> Text passage:
· · · ·
I’m working on a microservices architecture since quite a long time now and attend many conferences on this topic. I want to gather my experience in this article to give you some feedbacks and also advices. Each title is what you shouldn’t do followed by a description of what you should do instead. Even if you are already doing microservices on your project, it can still be a nice reading (I hope) and refresh your memory. Also, don’t hesitate to comment and share your thoughts!
You can call it SOA (or call it whatever you want), but I prefer to use the appropriate buzzword for the SEO of my blog. ;)
Adopting a microservices architecture is not that easy. Writing microservices is not only about code, it is also about the teams and the structure organization.
Let’s extract this complex piece of code, it will be more simple in a microservice!
· · · ·
Dataset rows

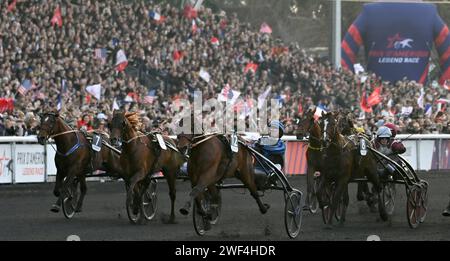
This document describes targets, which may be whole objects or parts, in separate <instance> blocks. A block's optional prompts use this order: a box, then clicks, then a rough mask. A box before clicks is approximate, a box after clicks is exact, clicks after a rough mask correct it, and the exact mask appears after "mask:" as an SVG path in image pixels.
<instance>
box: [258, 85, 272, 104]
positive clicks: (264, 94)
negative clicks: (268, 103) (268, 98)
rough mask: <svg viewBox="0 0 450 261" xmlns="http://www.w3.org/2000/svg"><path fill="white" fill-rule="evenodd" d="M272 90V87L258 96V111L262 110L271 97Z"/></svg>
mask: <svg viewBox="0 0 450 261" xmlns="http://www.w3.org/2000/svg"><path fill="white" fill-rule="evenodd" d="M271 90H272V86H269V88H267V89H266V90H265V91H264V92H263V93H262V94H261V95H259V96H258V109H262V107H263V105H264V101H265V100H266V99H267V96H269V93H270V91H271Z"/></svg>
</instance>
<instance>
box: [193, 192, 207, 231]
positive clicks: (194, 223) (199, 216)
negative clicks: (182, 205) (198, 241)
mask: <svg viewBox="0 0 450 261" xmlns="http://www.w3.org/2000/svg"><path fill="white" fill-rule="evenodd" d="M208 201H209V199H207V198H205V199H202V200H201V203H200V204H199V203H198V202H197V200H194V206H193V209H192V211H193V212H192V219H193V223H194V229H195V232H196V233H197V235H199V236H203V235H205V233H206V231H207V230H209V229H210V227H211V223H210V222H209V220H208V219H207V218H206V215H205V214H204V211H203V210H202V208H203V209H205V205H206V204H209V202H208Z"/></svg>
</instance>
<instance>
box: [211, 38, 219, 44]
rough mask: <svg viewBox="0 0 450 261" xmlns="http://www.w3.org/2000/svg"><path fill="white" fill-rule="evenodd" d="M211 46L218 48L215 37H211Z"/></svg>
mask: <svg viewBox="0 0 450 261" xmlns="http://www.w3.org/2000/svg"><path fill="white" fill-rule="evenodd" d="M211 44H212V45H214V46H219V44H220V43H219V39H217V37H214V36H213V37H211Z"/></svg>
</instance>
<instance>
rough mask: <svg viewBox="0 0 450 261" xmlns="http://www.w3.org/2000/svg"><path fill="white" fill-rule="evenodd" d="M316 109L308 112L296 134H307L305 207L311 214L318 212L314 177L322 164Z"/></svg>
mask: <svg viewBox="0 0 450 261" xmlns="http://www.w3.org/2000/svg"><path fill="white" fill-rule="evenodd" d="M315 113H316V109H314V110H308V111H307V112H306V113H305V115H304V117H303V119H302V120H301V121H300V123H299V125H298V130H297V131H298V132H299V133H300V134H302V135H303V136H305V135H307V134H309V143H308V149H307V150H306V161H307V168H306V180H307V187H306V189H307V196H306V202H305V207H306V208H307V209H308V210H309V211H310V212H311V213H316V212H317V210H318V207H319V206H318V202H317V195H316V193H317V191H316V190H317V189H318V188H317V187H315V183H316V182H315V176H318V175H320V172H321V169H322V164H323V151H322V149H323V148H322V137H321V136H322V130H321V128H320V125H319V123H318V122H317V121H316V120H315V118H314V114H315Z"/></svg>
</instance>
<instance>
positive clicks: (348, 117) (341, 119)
· · · ·
> Directive 1:
Return, word for word, everything in the microservices article from "I’m working on" down to "my blog. ;)".
> Directive 2:
Answer these questions about the microservices article:
(a) What does each title in the article state, and what follows it?
(b) Why does the author choose the term "microservices" instead of SOA?
(c) Besides code, what does the author say writing microservices is about?
> Directive 3:
Extend the microservices article past its last sentence.
The rows play no part in the work here.

> Expected answer 1:
I’m working on a microservices architecture since quite a long time now and attend many conferences on this topic. I want to gather my experience in this article to give you some feedbacks and also advices. Each title is what you shouldn’t do followed by a description of what you should do instead. Even if you are already doing microservices on your project, it can still be a nice reading (I hope) and refresh your memory. Also, don’t hesitate to comment and share your thoughts!
You can call it SOA (or call it whatever you want), but I prefer to use the appropriate buzzword for the SEO of my blog. ;)

> Expected answer 2:
(a) Each title states what you shouldn't do, and a description of what you should do instead follows it.
(b) The author prefers the buzzword for the SEO of the blog.
(c) It is also about the teams and the structure organization.

> Expected answer 3:
Usually, it is a bit easier when starting a new project from scratch, if it is your case, then you are lucky! If you want to break down a monolithic application into a set of microservices, don’t do everything in one go, the big bang is the best way to blow up everything. Try to gather the similar set of functionality that can be included as part of the same microservice. Make sure that all the features you want to extract are tested before refactoring anything. If the coverage is low, you have to start by writing tests. By doing that, you will improve the code from the monolith, and this code will be reused after in your microservice. Keep in mind you are preparing the extraction, this work won’t be useless.
If you don’t have enough tests, you will do things blindly and you won’t be able to ensure that you are not breaking anything, regression is the last thing you want. To recap, write integration tests around the code you want to extract, then you can start to extract some feature to create a microservice. Your integration tests should still pass, but the plumbing behind will have changed.
Start small and easy at first. And don’t be afraid of duplicating some code. Once your microservice is working fine, you can remove the duplicated code from the monolith. A/B testing can help, so you can gradually redirect the traffic to the new microservice and see how the system reacts.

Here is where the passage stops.